What to work on: Filter the listing so that only lines with the word "spiny" remain.

[Data shown Boundary: Start]

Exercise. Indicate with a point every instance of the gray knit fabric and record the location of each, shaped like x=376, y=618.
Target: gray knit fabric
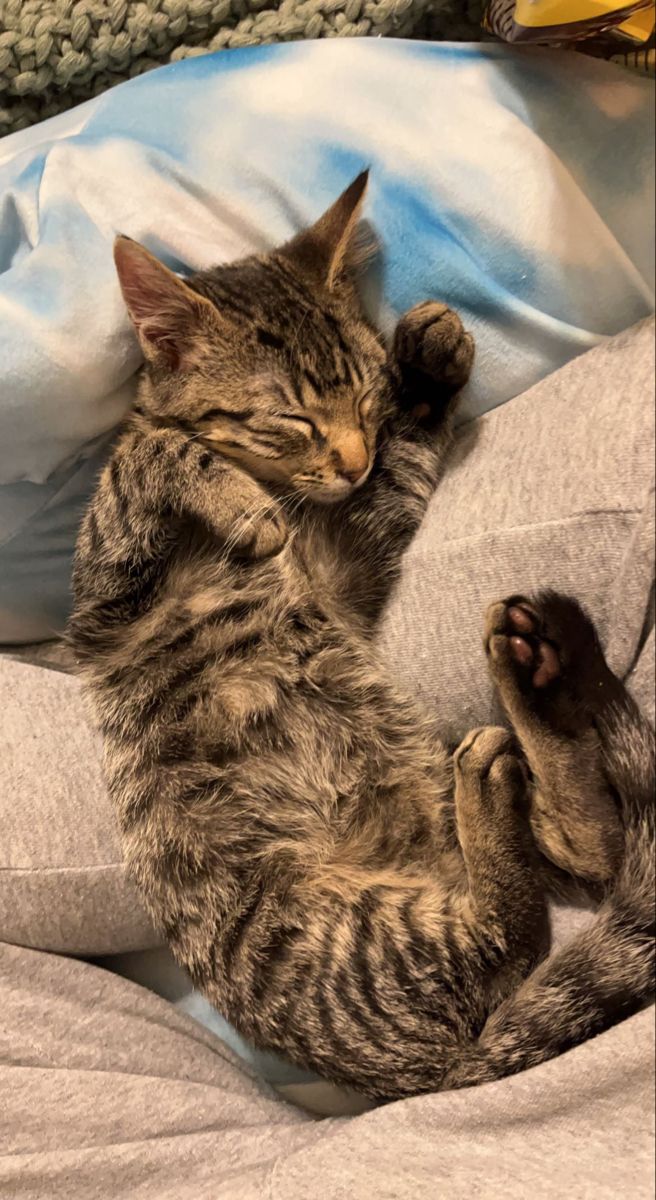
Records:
x=56, y=53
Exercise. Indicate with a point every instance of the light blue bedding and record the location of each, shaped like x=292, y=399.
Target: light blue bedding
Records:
x=517, y=185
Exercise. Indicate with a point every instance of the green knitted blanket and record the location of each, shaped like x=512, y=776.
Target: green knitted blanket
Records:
x=56, y=53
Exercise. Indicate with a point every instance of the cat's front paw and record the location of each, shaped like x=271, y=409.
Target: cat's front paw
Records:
x=547, y=647
x=431, y=339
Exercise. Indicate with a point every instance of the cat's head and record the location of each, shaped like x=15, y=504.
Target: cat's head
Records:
x=269, y=360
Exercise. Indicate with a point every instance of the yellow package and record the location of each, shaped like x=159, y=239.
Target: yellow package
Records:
x=605, y=28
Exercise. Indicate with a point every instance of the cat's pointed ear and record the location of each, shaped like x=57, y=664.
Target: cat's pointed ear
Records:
x=168, y=316
x=328, y=249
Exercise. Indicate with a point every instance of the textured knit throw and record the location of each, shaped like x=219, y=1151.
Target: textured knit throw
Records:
x=55, y=53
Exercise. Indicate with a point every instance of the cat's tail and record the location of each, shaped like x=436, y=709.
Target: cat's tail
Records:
x=607, y=971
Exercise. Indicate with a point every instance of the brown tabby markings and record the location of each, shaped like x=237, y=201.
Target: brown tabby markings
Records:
x=336, y=883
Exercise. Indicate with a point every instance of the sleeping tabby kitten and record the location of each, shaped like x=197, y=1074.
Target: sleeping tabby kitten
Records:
x=344, y=891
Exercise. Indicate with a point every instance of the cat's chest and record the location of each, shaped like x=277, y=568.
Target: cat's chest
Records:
x=318, y=562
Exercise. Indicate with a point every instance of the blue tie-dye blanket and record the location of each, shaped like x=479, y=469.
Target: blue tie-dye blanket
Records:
x=516, y=185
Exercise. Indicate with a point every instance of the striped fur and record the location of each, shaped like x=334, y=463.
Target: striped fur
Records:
x=337, y=883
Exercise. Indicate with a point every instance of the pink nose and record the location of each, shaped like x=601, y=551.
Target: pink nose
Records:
x=351, y=457
x=354, y=474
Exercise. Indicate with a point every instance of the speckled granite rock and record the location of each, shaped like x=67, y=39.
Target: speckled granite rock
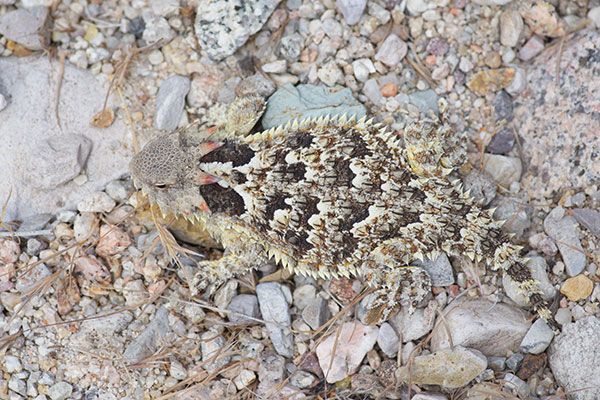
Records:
x=560, y=123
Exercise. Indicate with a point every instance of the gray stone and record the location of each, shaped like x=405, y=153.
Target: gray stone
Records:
x=146, y=343
x=538, y=338
x=56, y=160
x=439, y=270
x=495, y=329
x=425, y=101
x=517, y=214
x=245, y=304
x=26, y=81
x=448, y=368
x=223, y=26
x=388, y=340
x=304, y=101
x=316, y=313
x=392, y=50
x=480, y=186
x=170, y=101
x=352, y=10
x=27, y=26
x=60, y=391
x=573, y=358
x=563, y=229
x=274, y=308
x=588, y=218
x=539, y=271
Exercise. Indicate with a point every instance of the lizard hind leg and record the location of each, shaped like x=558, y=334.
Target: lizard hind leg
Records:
x=396, y=286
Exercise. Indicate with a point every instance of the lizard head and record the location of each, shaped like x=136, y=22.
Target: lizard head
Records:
x=169, y=175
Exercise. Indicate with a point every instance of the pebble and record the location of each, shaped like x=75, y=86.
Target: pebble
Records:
x=304, y=101
x=531, y=48
x=341, y=353
x=362, y=68
x=392, y=50
x=479, y=324
x=388, y=340
x=502, y=142
x=573, y=358
x=412, y=326
x=170, y=101
x=503, y=170
x=448, y=368
x=214, y=355
x=511, y=381
x=588, y=218
x=539, y=272
x=330, y=73
x=153, y=335
x=60, y=391
x=511, y=26
x=538, y=338
x=98, y=202
x=222, y=27
x=563, y=229
x=577, y=288
x=316, y=313
x=274, y=308
x=440, y=270
x=245, y=304
x=57, y=160
x=26, y=26
x=438, y=46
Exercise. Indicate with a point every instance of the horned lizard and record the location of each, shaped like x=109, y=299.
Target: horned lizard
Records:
x=327, y=197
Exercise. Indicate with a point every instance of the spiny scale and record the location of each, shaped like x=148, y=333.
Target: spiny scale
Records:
x=328, y=197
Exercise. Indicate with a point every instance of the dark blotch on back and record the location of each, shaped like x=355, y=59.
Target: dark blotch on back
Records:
x=236, y=152
x=222, y=200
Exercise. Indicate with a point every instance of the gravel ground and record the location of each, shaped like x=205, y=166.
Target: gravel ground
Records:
x=94, y=307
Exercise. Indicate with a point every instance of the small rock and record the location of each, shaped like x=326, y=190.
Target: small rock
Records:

[Data shown Boundary: End]

Answer section:
Exercise. Indicate with a point every instance of the spiny scale and record the location of each, shaped like x=148, y=333.
Target: spiny scale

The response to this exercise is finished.